* [WHAT NEEDS TO BE DONE]:
Pull out each line of the records holding the string "black".

Point-per-instance localization data
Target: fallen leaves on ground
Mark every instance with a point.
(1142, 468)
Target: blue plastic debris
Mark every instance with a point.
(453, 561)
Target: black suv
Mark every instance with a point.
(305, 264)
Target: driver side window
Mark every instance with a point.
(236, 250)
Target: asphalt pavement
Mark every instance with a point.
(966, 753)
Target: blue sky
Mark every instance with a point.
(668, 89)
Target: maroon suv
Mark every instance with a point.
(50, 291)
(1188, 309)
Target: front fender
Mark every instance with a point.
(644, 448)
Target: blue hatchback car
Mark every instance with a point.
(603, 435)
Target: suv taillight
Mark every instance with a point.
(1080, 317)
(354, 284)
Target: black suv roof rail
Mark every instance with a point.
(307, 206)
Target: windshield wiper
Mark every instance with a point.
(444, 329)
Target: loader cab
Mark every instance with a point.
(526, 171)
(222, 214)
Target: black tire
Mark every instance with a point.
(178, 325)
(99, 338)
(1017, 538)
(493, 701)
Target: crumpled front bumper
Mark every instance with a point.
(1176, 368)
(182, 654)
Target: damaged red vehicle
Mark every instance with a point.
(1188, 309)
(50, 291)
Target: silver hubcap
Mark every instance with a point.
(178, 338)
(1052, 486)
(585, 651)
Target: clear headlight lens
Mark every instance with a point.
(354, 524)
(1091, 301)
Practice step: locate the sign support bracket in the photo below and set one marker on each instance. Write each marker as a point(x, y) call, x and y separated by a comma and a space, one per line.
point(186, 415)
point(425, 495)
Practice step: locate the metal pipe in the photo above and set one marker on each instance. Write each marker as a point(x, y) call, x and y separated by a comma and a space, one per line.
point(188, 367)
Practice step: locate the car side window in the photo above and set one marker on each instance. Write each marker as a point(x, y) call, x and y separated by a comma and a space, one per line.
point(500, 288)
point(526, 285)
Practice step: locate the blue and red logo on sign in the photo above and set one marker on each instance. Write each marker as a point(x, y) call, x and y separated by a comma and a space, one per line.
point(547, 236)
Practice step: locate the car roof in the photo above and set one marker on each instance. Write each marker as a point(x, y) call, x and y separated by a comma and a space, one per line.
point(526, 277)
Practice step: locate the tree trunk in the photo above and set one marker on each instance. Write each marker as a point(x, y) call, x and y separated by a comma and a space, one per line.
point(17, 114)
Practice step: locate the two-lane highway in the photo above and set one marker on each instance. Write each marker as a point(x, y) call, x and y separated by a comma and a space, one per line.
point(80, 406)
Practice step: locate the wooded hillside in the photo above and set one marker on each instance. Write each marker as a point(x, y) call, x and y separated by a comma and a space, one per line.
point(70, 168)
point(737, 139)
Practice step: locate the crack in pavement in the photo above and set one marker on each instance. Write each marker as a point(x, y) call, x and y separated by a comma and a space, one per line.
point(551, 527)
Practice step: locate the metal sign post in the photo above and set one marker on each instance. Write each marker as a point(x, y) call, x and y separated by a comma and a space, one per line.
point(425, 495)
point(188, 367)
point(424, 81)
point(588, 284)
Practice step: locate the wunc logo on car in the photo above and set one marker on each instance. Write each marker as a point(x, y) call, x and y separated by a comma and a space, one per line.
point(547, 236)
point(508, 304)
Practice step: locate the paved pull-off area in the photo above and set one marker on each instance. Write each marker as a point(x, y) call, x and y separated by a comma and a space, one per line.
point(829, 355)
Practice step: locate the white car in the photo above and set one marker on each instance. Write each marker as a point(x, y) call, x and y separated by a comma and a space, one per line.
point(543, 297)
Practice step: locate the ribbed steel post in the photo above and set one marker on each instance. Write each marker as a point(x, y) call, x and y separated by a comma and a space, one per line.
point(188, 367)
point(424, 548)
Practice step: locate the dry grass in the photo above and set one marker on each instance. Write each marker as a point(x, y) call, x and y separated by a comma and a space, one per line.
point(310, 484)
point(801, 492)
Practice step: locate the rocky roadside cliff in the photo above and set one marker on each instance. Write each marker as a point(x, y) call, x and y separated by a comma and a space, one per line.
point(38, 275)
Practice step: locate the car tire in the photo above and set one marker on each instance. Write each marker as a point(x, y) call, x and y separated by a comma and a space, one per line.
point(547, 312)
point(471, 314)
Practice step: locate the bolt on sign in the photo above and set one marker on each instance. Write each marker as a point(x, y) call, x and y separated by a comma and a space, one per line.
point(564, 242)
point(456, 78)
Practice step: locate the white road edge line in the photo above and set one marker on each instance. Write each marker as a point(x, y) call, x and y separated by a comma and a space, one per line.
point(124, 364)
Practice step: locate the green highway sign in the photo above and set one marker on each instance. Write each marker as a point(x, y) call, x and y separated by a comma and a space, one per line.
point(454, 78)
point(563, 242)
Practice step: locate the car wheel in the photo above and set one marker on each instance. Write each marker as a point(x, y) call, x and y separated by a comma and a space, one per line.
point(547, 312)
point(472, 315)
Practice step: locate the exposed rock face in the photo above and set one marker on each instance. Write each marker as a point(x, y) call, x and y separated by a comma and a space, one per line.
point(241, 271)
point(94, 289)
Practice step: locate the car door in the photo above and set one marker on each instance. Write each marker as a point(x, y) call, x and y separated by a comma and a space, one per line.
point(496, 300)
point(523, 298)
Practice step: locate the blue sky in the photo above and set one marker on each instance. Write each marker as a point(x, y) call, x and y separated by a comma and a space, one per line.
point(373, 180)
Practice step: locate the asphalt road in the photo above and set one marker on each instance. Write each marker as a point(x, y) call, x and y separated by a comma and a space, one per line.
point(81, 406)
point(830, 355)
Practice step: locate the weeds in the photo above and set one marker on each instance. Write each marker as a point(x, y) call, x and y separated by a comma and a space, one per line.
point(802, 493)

* [YOUR RESPONSE]:
Target: black suv
Target: black suv roof rail
Target: black tire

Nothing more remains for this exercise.